=== EXERCISE OBJECTIVE ===
Can you reproduce, word for word, the part of the article on HIAS and refugee resettlement below that opens with the words containing "And that may" and closes with "else take over?"?

=== PAGE EXTRACT ===
○ ○ ○ ○ ○ ○ ○
‘If We Didn’t Do It …’

There are nine national refugee programs, which collectively  resettle an average of 70,000 people annually.
There are nine national refugee programs, which collectively
resettle an average of 70,000 people annually.

The July 26 editorial, “HIAS In Search Of A Mission,” spawned great debate in the Baltimore community — and a lot of upset. Why? The Hebrew Immigrant Aid Society has been considering a move to the area, and local leaders don’t seem convinced that HIAS is ready for, as the editorial put it, “an orderly sunset.”

And the United States and United Nations are not ready for that, either.

HIAS received roughly $25 million from the U.S. government and the U.N. to resettle refugees from countries in which they were being persecuted — that’s out of a $32 million budget.

“HIAS has been — and hopefully will continue to be — a strong advocate for refugee resettlement,” said Dan Kosten, senior vice president for the World Relief program of the National Association of Evangelicals. Kosten, whose organization is one of the nine national organizations working on refugee resettlement (HIAS is a second), said he works closely with HIAS and has seen the Jewish organization be the most effective voice for refugee advocacy.

“HIAS presents a strong and considered voice at the UNHCR [United Nations High Commissioner for Refugees] meetings in Geneva each year,” said Kosten.

And that may be.

But admittedly — even by HIAS Executive Director Mark Hetfield — there are few Jewish refugees in 2013. So why can’t someone else take over?

“If we want to leave and just have Christian organizations involved in refugee resettlement, that would be a real shanda,” said Hetfield, who noted that HIAS is not determining a new mission in 2013, but rather has been operating in its current capacity for more than a decade.

Of the nine national refugee programs, more than half are faith based — Lutheran, Evangelical, Protestant, Jewish, etc. Kosten, whose program is headquartered in Baltimore, said this is logical because faith-based organizations welcome the stranger.

“For HIAS — and for us, as well — we take it from our faith traditions. … If we didn’t do it, our constituencies could challenge us, especially when it comes to those being persecuted for their faith,” he said.

Linda Hartke, executive director of the Lutheran Immigration and Refugee Service, headquartered in downtown Baltimore, said her organizations sees it similarly. She noted that unlike the average NGO, faith-based groups are present before, during and after an emergency situation, “really standing by the people for the long haul. The concepts of love they neighbor and of hospitality to stran-gers, of justice, are grounded in the Old Testament and in the Christian tradition, as well.”

The nine organizations work closely together, sitting on a conference call weekly. Collectively, according to Hartke, they resettle an average of 70,000 people per year.

“The number of organizations resettling refugees has declined. It is intensive work … and it’s not a crowded field by any means,” she said.

The Jewish community invests in HIAS, of course, but not at the level that one might envision. Hetfield said donations by the organized Jewish community amount for roughly 1 percent of the annual budget, although those are unrestricted funds, which are useful and essential. (Most government funds are restricted.) Furthermore, Hetfield explained, federations are looking to HIAS to help engage a younger generation of Jews who are more passionate about tikkun olam and secular social justice rather than with traditional Jewish ways of giving.
○ ○ ○ ○ ○ ○ ○
=== STORED DATA ===
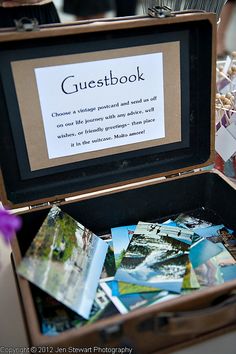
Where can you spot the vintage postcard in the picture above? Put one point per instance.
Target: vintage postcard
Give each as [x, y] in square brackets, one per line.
[166, 229]
[65, 260]
[202, 251]
[191, 222]
[228, 272]
[109, 268]
[214, 270]
[130, 302]
[155, 259]
[121, 237]
[55, 318]
[212, 233]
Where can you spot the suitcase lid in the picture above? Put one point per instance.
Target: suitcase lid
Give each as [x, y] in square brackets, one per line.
[92, 105]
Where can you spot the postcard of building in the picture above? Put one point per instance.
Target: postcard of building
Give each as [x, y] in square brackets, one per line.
[154, 259]
[65, 260]
[130, 302]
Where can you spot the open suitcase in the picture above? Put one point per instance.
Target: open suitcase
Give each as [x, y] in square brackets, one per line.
[151, 178]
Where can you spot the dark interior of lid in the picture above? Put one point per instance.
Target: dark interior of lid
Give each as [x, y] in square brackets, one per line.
[23, 184]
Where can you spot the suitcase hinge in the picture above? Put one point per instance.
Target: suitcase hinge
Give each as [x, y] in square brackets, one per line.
[160, 12]
[51, 204]
[183, 173]
[41, 205]
[26, 24]
[111, 332]
[57, 202]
○ ○ ○ ○ ○ ○ ○
=== COMPLETED EXERCISE ===
And that may be.

But admittedly — even by HIAS Executive Director Mark Hetfield — there are few Jewish refugees in 2013. So why can’t someone else take over?